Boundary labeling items
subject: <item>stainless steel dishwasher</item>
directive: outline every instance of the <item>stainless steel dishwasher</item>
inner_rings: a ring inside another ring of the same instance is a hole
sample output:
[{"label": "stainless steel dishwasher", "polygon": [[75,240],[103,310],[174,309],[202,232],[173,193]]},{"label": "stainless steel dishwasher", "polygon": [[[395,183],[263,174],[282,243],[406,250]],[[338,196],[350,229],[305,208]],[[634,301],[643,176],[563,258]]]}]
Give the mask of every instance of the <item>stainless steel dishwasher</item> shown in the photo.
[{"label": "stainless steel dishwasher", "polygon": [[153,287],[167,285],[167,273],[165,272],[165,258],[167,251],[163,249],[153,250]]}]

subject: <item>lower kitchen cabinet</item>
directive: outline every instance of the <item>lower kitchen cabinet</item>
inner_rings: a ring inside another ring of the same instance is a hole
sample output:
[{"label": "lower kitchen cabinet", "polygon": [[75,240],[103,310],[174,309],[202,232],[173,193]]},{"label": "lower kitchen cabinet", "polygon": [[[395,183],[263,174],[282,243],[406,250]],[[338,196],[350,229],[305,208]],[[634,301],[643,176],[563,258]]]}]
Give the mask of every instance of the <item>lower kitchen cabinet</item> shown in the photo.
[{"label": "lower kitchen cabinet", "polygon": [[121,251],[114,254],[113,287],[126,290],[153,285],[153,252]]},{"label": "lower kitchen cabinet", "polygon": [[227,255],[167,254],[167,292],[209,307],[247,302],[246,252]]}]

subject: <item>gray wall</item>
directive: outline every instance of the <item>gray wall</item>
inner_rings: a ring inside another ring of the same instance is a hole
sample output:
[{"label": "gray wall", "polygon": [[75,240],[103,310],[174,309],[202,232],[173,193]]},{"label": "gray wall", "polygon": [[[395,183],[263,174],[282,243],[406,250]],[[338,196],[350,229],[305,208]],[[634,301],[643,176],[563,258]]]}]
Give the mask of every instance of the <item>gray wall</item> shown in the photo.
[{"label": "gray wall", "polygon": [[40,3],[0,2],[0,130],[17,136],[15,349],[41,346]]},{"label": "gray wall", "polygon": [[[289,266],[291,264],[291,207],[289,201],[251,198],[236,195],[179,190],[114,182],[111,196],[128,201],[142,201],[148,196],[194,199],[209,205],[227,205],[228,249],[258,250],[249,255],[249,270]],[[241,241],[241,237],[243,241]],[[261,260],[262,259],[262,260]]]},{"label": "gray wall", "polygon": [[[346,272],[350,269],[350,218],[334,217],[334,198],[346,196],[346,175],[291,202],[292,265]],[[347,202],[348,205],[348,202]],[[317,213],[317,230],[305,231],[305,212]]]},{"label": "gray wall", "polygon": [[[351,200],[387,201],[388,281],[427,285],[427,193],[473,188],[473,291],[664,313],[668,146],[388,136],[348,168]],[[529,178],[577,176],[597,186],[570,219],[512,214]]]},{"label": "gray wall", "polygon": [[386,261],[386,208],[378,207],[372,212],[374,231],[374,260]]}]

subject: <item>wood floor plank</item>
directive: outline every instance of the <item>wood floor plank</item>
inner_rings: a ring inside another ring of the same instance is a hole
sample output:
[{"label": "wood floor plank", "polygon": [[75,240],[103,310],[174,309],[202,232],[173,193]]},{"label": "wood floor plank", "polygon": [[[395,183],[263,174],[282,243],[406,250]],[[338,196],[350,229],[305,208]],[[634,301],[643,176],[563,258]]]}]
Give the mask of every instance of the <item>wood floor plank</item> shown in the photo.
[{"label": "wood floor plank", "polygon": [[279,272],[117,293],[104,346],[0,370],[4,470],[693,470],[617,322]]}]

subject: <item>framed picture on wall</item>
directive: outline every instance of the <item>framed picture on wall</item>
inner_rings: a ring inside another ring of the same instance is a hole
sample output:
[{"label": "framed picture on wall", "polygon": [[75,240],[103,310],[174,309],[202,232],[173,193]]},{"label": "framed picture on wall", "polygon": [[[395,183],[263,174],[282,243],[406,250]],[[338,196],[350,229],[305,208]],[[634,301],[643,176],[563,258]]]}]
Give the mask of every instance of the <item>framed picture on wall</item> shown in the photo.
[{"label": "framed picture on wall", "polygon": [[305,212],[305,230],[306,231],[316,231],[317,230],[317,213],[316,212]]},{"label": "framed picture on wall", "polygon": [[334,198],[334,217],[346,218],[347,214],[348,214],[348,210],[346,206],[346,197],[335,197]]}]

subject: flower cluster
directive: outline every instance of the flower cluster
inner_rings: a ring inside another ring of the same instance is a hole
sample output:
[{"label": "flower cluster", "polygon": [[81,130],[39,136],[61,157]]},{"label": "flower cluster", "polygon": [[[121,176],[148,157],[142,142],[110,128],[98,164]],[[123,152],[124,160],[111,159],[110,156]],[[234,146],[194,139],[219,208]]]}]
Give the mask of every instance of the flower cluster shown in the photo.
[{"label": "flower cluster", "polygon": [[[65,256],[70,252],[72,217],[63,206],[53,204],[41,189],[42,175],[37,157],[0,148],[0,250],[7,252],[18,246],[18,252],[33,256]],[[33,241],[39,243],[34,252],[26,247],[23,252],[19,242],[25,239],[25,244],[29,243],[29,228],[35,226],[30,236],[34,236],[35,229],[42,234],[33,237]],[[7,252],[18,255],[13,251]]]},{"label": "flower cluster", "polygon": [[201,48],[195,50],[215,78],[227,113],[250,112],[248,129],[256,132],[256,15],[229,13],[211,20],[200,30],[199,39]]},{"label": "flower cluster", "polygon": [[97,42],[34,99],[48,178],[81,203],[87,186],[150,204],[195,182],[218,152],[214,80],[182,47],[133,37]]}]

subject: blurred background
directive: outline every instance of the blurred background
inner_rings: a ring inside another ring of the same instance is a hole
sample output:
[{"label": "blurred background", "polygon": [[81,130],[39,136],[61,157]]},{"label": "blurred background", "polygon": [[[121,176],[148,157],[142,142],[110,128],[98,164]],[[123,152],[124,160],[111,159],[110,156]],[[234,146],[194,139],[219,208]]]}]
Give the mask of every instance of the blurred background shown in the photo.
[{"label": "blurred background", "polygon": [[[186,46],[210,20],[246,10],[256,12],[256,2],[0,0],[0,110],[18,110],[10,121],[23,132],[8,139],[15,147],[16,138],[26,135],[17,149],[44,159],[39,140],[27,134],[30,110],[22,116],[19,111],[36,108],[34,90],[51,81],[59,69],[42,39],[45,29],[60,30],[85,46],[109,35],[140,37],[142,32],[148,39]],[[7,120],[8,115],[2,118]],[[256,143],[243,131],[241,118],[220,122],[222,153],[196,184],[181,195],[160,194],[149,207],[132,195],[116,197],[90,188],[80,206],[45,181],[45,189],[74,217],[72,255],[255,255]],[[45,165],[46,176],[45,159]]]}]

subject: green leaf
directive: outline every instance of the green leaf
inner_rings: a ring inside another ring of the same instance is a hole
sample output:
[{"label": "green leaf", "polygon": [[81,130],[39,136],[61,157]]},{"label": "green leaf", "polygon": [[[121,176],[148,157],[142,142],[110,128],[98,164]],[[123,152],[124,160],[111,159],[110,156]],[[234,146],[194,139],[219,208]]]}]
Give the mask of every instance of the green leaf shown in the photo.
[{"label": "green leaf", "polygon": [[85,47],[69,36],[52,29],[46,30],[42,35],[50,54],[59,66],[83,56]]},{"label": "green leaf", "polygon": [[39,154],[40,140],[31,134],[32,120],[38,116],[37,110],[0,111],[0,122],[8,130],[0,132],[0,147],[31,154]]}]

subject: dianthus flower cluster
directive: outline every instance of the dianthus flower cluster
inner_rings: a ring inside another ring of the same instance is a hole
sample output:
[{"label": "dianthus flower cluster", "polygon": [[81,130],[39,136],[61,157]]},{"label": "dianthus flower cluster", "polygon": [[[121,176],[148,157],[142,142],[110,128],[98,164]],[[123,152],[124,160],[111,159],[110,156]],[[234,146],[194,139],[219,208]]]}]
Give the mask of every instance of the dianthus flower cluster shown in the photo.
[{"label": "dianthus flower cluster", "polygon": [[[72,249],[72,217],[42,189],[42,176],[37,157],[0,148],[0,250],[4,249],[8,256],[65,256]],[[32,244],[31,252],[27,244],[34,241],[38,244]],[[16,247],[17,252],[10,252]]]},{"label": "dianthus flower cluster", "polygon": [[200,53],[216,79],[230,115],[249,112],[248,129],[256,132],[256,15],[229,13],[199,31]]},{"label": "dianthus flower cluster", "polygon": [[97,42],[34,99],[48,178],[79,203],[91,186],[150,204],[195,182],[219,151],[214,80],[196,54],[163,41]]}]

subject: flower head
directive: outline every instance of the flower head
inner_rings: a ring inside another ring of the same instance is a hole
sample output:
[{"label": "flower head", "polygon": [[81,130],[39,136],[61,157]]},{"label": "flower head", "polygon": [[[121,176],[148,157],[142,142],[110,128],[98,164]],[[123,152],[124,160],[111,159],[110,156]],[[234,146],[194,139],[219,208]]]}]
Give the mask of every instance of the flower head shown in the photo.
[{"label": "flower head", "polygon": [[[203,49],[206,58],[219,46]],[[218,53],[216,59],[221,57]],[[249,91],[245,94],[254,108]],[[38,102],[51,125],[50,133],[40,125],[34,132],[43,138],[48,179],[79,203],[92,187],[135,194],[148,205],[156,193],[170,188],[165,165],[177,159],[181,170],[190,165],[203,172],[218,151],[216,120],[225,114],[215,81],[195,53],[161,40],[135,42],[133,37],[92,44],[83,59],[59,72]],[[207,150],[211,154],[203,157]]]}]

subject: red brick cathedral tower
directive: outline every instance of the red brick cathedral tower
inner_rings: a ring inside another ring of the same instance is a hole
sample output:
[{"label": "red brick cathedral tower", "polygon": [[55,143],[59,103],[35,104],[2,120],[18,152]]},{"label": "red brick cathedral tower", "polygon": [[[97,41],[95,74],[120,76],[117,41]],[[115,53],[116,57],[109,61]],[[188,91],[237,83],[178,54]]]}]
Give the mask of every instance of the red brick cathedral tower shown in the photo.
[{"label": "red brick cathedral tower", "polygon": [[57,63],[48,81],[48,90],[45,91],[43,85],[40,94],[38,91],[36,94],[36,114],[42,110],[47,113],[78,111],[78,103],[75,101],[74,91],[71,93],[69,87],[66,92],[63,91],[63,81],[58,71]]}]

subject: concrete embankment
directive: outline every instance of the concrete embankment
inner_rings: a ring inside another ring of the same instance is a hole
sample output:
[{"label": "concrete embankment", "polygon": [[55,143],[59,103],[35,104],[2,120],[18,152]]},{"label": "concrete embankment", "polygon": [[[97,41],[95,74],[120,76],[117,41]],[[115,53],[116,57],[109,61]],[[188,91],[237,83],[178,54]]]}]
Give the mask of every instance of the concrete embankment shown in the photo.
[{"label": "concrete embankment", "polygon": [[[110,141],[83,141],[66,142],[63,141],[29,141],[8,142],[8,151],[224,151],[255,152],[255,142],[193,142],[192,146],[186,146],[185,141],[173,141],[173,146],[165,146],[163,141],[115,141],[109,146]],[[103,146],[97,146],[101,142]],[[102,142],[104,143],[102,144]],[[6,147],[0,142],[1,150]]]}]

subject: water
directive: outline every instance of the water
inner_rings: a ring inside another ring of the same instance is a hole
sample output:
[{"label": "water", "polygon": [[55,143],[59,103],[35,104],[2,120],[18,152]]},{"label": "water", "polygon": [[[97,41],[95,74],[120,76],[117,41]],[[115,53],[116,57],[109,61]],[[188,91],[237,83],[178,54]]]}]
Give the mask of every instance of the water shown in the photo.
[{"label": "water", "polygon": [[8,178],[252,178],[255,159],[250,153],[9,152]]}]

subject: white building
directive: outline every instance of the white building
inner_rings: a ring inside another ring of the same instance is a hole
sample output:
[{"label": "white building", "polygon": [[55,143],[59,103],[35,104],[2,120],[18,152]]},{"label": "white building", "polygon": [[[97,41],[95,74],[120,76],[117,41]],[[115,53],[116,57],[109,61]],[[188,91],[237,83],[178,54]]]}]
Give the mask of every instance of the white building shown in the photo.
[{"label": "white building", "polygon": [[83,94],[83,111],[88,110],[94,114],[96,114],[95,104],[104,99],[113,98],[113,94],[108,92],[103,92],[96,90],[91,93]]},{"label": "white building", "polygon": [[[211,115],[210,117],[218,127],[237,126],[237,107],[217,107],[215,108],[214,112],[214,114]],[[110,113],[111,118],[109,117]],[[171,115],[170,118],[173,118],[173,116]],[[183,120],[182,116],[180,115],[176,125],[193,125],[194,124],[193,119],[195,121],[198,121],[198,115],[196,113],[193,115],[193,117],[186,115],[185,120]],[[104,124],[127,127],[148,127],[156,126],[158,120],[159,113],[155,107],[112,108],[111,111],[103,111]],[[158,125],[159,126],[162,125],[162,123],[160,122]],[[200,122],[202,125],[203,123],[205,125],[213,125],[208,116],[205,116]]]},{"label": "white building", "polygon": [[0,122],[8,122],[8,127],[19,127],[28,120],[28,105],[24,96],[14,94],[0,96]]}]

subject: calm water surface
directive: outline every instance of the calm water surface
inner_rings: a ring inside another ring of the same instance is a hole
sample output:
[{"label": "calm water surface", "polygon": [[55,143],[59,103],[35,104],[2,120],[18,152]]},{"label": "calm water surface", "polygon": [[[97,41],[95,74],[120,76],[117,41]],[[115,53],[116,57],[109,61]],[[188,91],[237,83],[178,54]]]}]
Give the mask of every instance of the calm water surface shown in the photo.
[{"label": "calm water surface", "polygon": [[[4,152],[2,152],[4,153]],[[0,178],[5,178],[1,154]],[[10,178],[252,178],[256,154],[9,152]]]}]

Given request = Render the listing as a Markdown table with the columns Row and Listing line, starting at the line containing "subject: calm water surface" and ending at the line containing "Give the mask of every instance of the calm", both included. Put a row number and one line per row, and leave out any blank lines.

Final result =
| Row | Listing line |
|---|---|
| 1 | subject: calm water surface |
| 2 | directive: outline every instance of the calm water surface |
| 3 | inner_rings: a ring inside another ring of the same instance is a hole |
| 4 | sample output: |
| 5 | [{"label": "calm water surface", "polygon": [[55,143],[59,103],[35,104],[2,120],[18,152]]},{"label": "calm water surface", "polygon": [[[97,41],[95,74],[120,76],[117,41]],[[115,53],[116,57],[109,61]],[[188,91],[237,83],[178,54]]]}] |
| 6 | Give the mask of every instance of the calm water surface shown in the photo. |